§ What to work on
Without the pictures, write out all the lines below exactly as they appear.

§ Dataset excerpts
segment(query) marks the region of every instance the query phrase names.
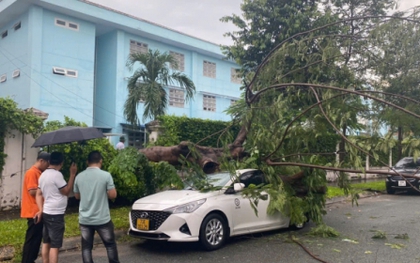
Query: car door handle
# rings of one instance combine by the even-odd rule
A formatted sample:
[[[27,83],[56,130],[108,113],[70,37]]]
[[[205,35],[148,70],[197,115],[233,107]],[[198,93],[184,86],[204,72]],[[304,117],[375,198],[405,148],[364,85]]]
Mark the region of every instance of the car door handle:
[[[268,194],[263,194],[260,196],[261,200],[267,201],[268,200]]]

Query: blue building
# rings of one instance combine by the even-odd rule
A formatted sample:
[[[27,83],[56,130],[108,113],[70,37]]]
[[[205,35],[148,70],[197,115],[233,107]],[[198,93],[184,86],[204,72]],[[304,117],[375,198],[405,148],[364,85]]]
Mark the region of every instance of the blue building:
[[[69,116],[126,133],[132,145],[141,135],[124,128],[130,52],[170,52],[196,85],[188,103],[182,90],[167,87],[167,114],[230,120],[224,110],[240,95],[238,66],[217,44],[87,0],[1,0],[0,34],[1,97],[47,112],[48,120]]]

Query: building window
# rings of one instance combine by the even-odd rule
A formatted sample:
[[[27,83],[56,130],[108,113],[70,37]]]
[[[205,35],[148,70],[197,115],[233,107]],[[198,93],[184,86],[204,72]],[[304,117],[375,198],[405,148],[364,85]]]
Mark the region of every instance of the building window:
[[[184,108],[184,91],[179,89],[169,89],[169,105]]]
[[[66,69],[53,67],[53,73],[57,74],[57,75],[65,75],[66,74]]]
[[[6,80],[7,80],[7,75],[6,74],[3,74],[3,75],[0,76],[0,83],[6,82]]]
[[[145,143],[145,134],[141,129],[135,129],[127,126],[123,128],[123,133],[127,135],[127,145],[137,149],[143,148]]]
[[[142,53],[145,54],[149,50],[149,46],[145,43],[130,40],[130,54]]]
[[[5,38],[5,37],[7,37],[7,30],[1,33],[1,38]]]
[[[77,71],[76,70],[72,70],[72,69],[67,69],[66,70],[66,76],[77,78]]]
[[[216,63],[204,60],[203,75],[209,78],[216,78]]]
[[[236,68],[230,68],[230,81],[233,83],[241,84],[242,80]]]
[[[19,30],[22,27],[22,24],[19,22],[17,22],[16,24],[13,25],[13,28],[16,30]]]
[[[68,27],[74,30],[78,30],[79,29],[79,25],[72,23],[72,22],[68,22]]]
[[[64,19],[56,18],[55,25],[79,31],[79,24],[74,23],[74,22],[69,22]]]
[[[17,78],[20,76],[20,69],[13,70],[12,78]]]
[[[55,24],[57,26],[64,26],[65,27],[66,26],[66,21],[56,18],[55,19]]]
[[[53,73],[68,77],[77,78],[77,70],[53,67]]]
[[[216,111],[216,97],[210,95],[203,95],[203,110]]]
[[[235,105],[236,102],[238,102],[238,100],[230,100],[230,106]]]
[[[179,71],[184,71],[185,70],[184,54],[173,52],[173,51],[170,51],[169,54],[175,59],[176,63],[178,64],[177,67],[175,65],[171,65],[171,68],[179,70]]]

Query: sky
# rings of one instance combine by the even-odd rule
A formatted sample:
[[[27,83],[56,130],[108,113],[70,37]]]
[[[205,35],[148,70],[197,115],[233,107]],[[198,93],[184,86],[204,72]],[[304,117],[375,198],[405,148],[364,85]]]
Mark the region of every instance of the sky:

§ Output for this task
segment(query) marks the region of every instance the query phrase names.
Query: car door handle
# rings of one instance combine by the even-odd rule
A formatted sample:
[[[27,83],[56,130],[108,113],[70,37]]]
[[[205,35],[148,70],[197,115],[233,107]],[[198,93],[184,86],[204,72]],[[304,117],[375,198],[405,148],[364,85]]]
Mark the region of every instance of the car door handle:
[[[268,194],[263,194],[260,196],[261,200],[267,201],[268,200]]]

Query: blue building
# rings of one instance combine by the even-odd rule
A formatted sample:
[[[27,83],[56,130],[108,113],[70,37]]]
[[[205,35],[148,70],[197,115],[233,107]],[[198,93],[184,86],[204,72]],[[304,117],[375,198],[405,148],[364,85]]]
Mark the region of every instance of the blue building:
[[[69,116],[126,133],[132,145],[141,135],[124,128],[130,52],[170,52],[196,85],[188,103],[182,90],[167,87],[167,114],[230,120],[224,110],[240,95],[238,66],[217,44],[87,0],[1,0],[0,34],[1,97],[47,112],[48,120]]]

Query: building window
# rings of one instance combine by the even-odd rule
A formatted sample:
[[[27,83],[56,130],[108,113],[70,37]]]
[[[205,35],[148,70],[197,115],[233,107]],[[198,93],[184,86],[204,72]],[[304,117],[375,198],[405,148],[364,85]]]
Mark the region of every instance of the building window:
[[[184,108],[184,91],[179,89],[169,89],[169,105]]]
[[[66,69],[53,67],[53,73],[57,74],[57,75],[65,75],[66,74]]]
[[[6,80],[7,80],[7,75],[6,74],[3,74],[3,75],[0,76],[0,83],[6,82]]]
[[[145,143],[145,134],[141,129],[135,129],[127,126],[123,128],[123,133],[127,135],[127,145],[137,149],[143,148]]]
[[[142,53],[145,54],[149,50],[149,46],[145,43],[130,40],[130,54]]]
[[[5,38],[5,37],[7,37],[7,30],[1,33],[1,38]]]
[[[77,71],[76,70],[72,70],[72,69],[67,69],[66,70],[66,76],[77,78]]]
[[[216,63],[204,60],[203,75],[209,78],[216,78]]]
[[[236,68],[230,68],[230,81],[233,83],[241,84],[242,80]]]
[[[19,30],[22,27],[22,24],[19,22],[17,22],[16,24],[13,25],[13,28],[16,30]]]
[[[68,27],[74,30],[78,30],[79,29],[79,25],[72,23],[72,22],[68,22]]]
[[[64,19],[56,18],[55,25],[79,31],[79,24],[74,23],[74,22],[69,22]]]
[[[17,78],[20,76],[20,69],[13,70],[12,78]]]
[[[55,24],[57,26],[64,26],[65,27],[66,26],[66,21],[56,18],[55,19]]]
[[[53,73],[68,77],[77,78],[77,70],[53,67]]]
[[[216,111],[216,97],[210,95],[203,95],[203,110]]]
[[[235,105],[236,102],[238,102],[238,100],[230,100],[230,106]]]
[[[179,71],[184,71],[185,70],[184,54],[173,52],[173,51],[170,51],[169,54],[175,59],[176,63],[178,64],[177,67],[175,65],[171,65],[171,68],[179,70]]]

Query: sky
# rings of one instance combine by the even-odd rule
A formatted sample:
[[[27,83],[56,130],[108,113],[70,37]]]
[[[205,35],[148,70],[197,115],[233,107]],[[198,93],[184,86],[204,72]],[[304,117],[375,198],[405,148],[364,85]]]
Mark the region of every instance of the sky:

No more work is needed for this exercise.